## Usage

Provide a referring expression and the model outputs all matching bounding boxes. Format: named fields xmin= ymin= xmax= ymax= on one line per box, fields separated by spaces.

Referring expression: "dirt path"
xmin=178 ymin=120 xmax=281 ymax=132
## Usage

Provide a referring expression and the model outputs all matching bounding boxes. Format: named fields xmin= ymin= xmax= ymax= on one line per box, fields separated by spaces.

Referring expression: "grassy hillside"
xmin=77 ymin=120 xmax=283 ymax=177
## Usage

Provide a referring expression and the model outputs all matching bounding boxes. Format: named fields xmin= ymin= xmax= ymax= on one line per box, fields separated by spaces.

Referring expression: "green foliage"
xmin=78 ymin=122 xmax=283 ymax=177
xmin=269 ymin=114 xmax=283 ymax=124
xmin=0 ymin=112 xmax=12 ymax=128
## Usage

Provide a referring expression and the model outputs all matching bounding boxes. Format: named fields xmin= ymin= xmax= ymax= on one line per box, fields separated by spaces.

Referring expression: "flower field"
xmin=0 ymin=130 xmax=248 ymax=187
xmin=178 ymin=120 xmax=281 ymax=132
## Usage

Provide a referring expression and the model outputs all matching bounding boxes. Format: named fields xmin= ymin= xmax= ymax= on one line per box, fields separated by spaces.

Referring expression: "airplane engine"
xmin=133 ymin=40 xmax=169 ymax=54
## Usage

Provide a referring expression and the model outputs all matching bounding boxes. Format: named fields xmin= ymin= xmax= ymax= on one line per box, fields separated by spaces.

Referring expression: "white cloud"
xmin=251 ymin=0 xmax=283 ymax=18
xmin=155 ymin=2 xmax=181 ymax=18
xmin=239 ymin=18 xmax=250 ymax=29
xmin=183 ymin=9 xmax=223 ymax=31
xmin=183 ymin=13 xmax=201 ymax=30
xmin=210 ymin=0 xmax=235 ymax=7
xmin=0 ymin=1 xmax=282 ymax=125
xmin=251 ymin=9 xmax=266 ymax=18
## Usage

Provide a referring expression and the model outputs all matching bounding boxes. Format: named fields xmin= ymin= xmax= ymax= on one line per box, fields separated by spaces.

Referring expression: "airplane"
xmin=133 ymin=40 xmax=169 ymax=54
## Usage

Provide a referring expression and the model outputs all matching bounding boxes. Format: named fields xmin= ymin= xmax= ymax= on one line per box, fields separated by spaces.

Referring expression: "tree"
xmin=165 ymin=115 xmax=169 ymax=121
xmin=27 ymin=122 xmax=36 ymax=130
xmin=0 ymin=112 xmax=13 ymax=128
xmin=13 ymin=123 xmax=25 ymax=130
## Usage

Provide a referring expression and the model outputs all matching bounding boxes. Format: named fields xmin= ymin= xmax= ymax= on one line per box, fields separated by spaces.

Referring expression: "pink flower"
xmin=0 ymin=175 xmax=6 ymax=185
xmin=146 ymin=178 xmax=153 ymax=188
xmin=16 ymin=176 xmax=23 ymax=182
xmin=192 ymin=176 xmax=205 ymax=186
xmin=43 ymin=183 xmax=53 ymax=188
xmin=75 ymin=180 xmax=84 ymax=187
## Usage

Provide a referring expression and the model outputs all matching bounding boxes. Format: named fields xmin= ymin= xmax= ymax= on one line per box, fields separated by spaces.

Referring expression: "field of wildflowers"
····················
§ **EXERCISE GOAL**: The data above should be reproduced in full and exactly.

§ **ANSWER BOX**:
## Usage

Provide a referring expression and the model outputs all matching bounding boxes. Format: named fields xmin= ymin= xmax= ymax= on one line per box, fields separated by spaces.

Referring expression: "dirt path"
xmin=178 ymin=120 xmax=281 ymax=132
## Usage

Provide a referring expression and the model outputs all matching bounding boxes. Format: named fields xmin= ymin= xmax= ymax= on one line per box, fields separated by spaces.

Referring expression: "grassy hillside"
xmin=77 ymin=120 xmax=283 ymax=177
## Usage

Provide a referring expression and the model outputs all matching bounding boxes. Format: named fields xmin= ymin= xmax= ymax= on one line per box, fields separated by spaces.

Referring expression: "green foliage"
xmin=78 ymin=122 xmax=283 ymax=177
xmin=269 ymin=114 xmax=283 ymax=124
xmin=0 ymin=112 xmax=12 ymax=128
## Usage

Provide a referring expression and the model outputs all matching bounding boxes. Format: named fields xmin= ymin= xmax= ymax= on one line per box, fields separated by spaces.

Referring expression: "flower field"
xmin=0 ymin=130 xmax=248 ymax=187
xmin=178 ymin=120 xmax=281 ymax=132
## Usage

Provide a referring expression and the model outputs all matching bounding boxes. Format: named fields xmin= ymin= xmax= ymax= on one line per box, fields separated by spaces.

Referring expression: "airplane engine"
xmin=133 ymin=40 xmax=169 ymax=54
## Usage

Provide a referring expression and the model outputs all matching bounding boxes. Format: named fields xmin= ymin= xmax= ymax= on one line per box, fields separated by spaces.

Referring expression: "white cloud"
xmin=251 ymin=0 xmax=283 ymax=18
xmin=155 ymin=2 xmax=181 ymax=18
xmin=239 ymin=18 xmax=250 ymax=29
xmin=183 ymin=9 xmax=223 ymax=31
xmin=183 ymin=13 xmax=201 ymax=30
xmin=210 ymin=0 xmax=235 ymax=7
xmin=0 ymin=1 xmax=282 ymax=125
xmin=251 ymin=9 xmax=266 ymax=18
## Usage

Provide a referring expression and the model outputs all matching bounding boxes. Format: named fields xmin= ymin= xmax= ymax= on one line per box, fields separated by spaces.

Referring expression: "airplane"
xmin=133 ymin=40 xmax=169 ymax=54
## Usage

Provide a referring expression and the model outputs all matching bounding boxes. Format: named fields xmin= ymin= xmax= ymax= on one line per box, fields separated by spaces.

Referring expression: "tree"
xmin=165 ymin=115 xmax=169 ymax=121
xmin=27 ymin=122 xmax=36 ymax=130
xmin=0 ymin=112 xmax=13 ymax=128
xmin=13 ymin=123 xmax=25 ymax=130
## Usage

Provide a referring expression and the model outputs all matching bounding boxes. Format: named fields xmin= ymin= xmax= ymax= on one line per box, fields separated by spaces.

Referring expression: "pink flower"
xmin=0 ymin=175 xmax=6 ymax=185
xmin=146 ymin=178 xmax=153 ymax=188
xmin=16 ymin=176 xmax=23 ymax=182
xmin=192 ymin=176 xmax=205 ymax=186
xmin=43 ymin=183 xmax=53 ymax=188
xmin=75 ymin=180 xmax=84 ymax=187
## Usage

Provide a referring expression and the model outputs all matching bounding boxes. Format: named fields xmin= ymin= xmax= ymax= on one line per box, fields separated by spaces.

Referring expression: "field of wildflowers"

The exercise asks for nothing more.